■ PASSAGE GIVEN ■
====
# Full Moon question



## HOOK'N&SLING'N (Sep 29, 2004)

I read on the Maryland board that fish don't bite well on a full moon. I always thought that with the full moon, the tides were stronger, stirring up the bottom more, enticing the fish to feed better. It was the first that I had ever heard about a full moon lull. Anyone else heard anything similar?

P-Town


----------



## The Crew (Jul 8, 2007)

We discussed that recently and here's a good link that will answer that question.

http://www.pierandsurf.com/forum/showthread.php?t=42497&highlight=Forces


----------



## Mark G (Nov 15, 2004)

HOOK'N&SLING'N said:


> I read on the Maryland board that fish don't bite well on a full moon. I always thought that with the full moon, the tides were stronger, stirring up the bottom more, enticing the fish to feed better. It was the first that I had ever heard about a full moon lull. Anyone else heard anything similar?
> 
> P-Town


You get different opinions depending on who you talk to. Some boat captains don't like day charters during the fulll moon because they feel the bite is better at night- not so good for business, but sometimes sends out the wrong message. Which tides are best is often tied to specific locales, you may over time find that certain spots produce better under certain moon phases than others- no hard and fast or black and white rule that can cover all locations.
====
■ DATASET EXCERPT ■
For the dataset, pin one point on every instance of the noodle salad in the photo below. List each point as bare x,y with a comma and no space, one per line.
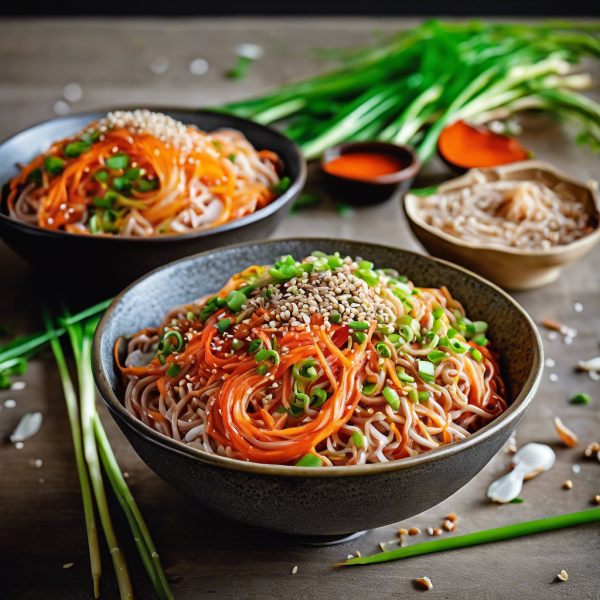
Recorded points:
325,361
144,174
====
■ GIVEN TASK 1 ■
In the full moon thread, why do some boat captains dislike day charters during the full moon?
■ GIVEN TASK 2 ■
Reproduce the full moon thread from "## HOOK'N&SLING'N (Sep" down to "answer that question.".

■ CORRECT RESULT 1 ■
They feel the bite is better at night.

■ CORRECT RESULT 2 ■
## HOOK'N&SLING'N (Sep 29, 2004)

I read on the Maryland board that fish don't bite well on a full moon. I always thought that with the full moon, the tides were stronger, stirring up the bottom more, enticing the fish to feed better. It was the first that I had ever heard about a full moon lull. Anyone else heard anything similar?

P-Town


----------



## The Crew (Jul 8, 2007)

We discussed that recently and here's a good link that will answer that question.